[[ The data, beginning ]]

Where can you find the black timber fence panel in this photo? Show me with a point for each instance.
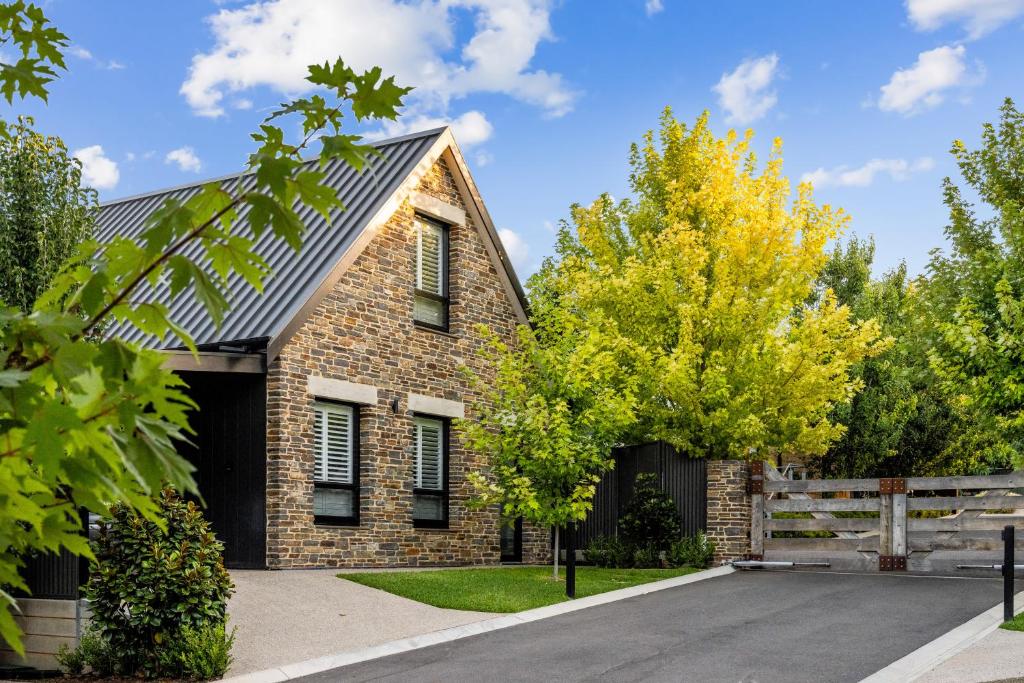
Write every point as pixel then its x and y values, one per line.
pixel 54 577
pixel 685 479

[[ The data, end ]]
[[ The data, beginning ]]

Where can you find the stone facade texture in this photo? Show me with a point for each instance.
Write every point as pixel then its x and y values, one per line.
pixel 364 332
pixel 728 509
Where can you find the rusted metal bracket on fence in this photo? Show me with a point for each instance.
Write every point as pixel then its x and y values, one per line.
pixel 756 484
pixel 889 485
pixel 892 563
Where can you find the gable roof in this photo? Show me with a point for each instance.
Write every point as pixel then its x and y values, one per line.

[[ The data, end ]]

Above are the records. Copy every line in them holding "with".

-- Task output --
Where can you find the black timber fence panel in this photo? Show me with a point for each instance.
Where can you find the stone facade texture in this photo? Show me with a point for each instance.
Where can you find the rusted metal bracket on fence in this photo? Show me with a point for each instance.
Where can you find the gable roof in this photo? Show me with a point for each instance.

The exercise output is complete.